══ Provided passage

May 19, 2023 0 comment

Written by: Eric Davis

Like many cities worldwide, Seattle has been affected by the COVID-19 pandemic. As the city slowly recovers from the economic downturn caused by the pandemic, there are several reasons to believe that tenant rent delinquencies in Seattle will increase in 2023. This article will examine the underlying factors contributing to this trend and discuss the implications for both tenants and landlords in Seattle.

A photo displaying rent increase.


High Cost of Living – Seattle is best known for its high cost of living[1], partly due to the city’s strong job market and desirable location. However, this high cost of living can be a significant challenge for many tenants, particularly those who are low- or middle-income. Before the pandemic, many Seattle tenants struggled to pay their rent due to the high cost of living. The pandemic has only exacerbated this problem, with many tenants losing their jobs or experiencing reduced income. As the economy recovers, many of these tenants will likely continue to struggle to make ends meet, increasing rent delinquencies.

Housing Affordability – Housing affordability is a significant issue in Seattle[2], with many tenants needing help finding affordable housing in the city. In recent years, rental prices in Seattle have been rising faster than wages, making it increasingly difficult for tenants to afford decent housing. The pandemic has further worsened this situation because of tenants facing these financial difficulties due to job loss or reduced income. With rental prices continuing to rise, it is likely that many tenants in Seattle will struggle to keep up with their rent payments, also leading to increased rent delinquencies.

Eviction Moratoriums Ending – The eviction moratoriums put in place during the pandemic have provided important protection for tenants who have been struggling to pay their rent. However, as these moratoriums are phased out, tenants who are still facing financial difficulties may be at risk of eviction.

════

■ Exercise ■
Please answer from the Seattle rent article: in recent years, what has been rising faster than wages in Seattle?

══ Data extracts

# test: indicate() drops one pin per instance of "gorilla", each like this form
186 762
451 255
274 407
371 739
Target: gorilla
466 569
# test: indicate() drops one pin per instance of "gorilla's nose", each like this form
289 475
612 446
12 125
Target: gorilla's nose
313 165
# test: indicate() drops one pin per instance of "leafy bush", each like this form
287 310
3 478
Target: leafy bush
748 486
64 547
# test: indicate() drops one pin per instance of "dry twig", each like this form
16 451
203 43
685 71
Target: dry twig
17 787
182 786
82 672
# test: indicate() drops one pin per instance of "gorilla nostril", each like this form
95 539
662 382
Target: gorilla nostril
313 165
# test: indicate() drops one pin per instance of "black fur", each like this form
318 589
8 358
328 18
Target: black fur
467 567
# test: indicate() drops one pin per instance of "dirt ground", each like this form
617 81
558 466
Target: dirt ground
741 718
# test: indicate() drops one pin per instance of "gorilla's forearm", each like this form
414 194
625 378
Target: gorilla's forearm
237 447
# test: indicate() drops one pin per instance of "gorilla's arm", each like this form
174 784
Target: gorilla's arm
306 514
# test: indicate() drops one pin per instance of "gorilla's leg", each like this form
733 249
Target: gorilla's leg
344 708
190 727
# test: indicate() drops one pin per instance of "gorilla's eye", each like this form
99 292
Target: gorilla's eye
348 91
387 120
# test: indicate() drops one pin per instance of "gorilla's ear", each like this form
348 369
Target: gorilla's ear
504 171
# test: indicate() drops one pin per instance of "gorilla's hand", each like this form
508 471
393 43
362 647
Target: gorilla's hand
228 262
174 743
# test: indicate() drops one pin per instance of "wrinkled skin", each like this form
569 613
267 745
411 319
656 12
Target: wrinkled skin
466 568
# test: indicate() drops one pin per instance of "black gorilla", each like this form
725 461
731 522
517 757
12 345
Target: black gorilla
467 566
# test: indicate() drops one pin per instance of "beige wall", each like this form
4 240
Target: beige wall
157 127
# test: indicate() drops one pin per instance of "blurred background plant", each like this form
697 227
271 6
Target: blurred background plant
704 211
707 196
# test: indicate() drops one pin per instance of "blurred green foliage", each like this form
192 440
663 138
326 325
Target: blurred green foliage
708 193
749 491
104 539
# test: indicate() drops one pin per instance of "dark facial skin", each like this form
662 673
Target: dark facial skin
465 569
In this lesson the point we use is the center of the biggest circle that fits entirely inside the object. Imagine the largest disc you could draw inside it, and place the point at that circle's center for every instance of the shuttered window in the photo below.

════

■ Answer box ■
Rental prices in Seattle.